**REQUIRED TASK:** Convert the stretch from the line containing "Would you please tag the woman's face" through the end of the lines below into a two-column CSV with the headers instruction and response, giving one row to each line and the answer that follows it. Put each value in a single quoted field, and replace any line breaks inside it with spaces.

**PROVIDED DATA:**
= = = =

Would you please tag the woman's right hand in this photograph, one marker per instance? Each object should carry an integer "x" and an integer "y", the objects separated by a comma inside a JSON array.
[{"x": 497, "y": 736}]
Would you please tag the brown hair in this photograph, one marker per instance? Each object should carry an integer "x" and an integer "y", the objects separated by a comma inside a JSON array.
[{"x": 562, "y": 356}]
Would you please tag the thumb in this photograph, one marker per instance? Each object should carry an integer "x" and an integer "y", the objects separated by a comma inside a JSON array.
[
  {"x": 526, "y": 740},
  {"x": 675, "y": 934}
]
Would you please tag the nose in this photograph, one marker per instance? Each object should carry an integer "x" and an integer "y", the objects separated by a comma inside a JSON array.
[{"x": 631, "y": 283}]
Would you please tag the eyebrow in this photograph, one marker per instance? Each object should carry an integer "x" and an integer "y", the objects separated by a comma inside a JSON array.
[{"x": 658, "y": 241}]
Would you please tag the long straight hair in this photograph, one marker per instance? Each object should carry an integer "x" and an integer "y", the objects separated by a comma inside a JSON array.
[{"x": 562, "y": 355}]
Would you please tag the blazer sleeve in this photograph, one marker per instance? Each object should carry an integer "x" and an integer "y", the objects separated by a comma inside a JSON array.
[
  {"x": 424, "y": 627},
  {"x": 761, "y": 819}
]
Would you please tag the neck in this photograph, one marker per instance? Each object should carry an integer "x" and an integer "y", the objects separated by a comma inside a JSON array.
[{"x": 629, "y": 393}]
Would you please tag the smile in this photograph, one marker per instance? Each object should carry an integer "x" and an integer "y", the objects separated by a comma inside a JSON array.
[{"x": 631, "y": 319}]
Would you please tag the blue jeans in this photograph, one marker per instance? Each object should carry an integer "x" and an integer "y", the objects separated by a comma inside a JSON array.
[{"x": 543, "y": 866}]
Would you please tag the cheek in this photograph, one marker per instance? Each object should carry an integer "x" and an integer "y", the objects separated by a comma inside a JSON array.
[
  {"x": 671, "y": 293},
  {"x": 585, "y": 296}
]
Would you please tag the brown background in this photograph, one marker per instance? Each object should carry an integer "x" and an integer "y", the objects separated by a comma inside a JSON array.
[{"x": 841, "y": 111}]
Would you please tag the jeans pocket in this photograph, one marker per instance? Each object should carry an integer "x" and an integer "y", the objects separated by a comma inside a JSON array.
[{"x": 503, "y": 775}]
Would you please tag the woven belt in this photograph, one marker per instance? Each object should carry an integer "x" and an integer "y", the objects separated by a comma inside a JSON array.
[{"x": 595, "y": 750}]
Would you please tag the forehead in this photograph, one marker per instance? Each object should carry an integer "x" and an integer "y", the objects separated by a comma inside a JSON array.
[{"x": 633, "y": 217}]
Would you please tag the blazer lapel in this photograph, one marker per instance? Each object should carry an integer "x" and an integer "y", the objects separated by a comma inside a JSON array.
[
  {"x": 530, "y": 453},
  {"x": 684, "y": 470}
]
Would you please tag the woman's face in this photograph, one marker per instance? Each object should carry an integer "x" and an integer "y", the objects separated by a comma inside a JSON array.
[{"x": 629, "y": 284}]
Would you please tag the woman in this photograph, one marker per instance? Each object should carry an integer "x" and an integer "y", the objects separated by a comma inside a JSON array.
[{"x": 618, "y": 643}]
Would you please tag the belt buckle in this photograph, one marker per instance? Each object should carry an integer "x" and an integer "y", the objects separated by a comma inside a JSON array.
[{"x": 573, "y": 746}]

= = = =

**TASK OUTPUT:**
instruction,response
"Would you please tag the woman's face in this photograph, one marker per instance? Each object should carry an integer ""x"" and an integer ""y"", the objects separated by a comma inside a JSON array.","[{""x"": 629, ""y"": 284}]"
"Would you please tag the woman in this photograph, one marker per instance? Each object should carry an integer ""x"" and an integer ""y"", the objects separated by a comma inside a JSON array.","[{""x"": 618, ""y"": 643}]"
"Would you please tag the belt buckle in this photograph, one marker per instance? Each object should carry an integer ""x"" and an integer ""y"", the objects separated by a comma inside a JSON array.","[{""x"": 573, ""y"": 746}]"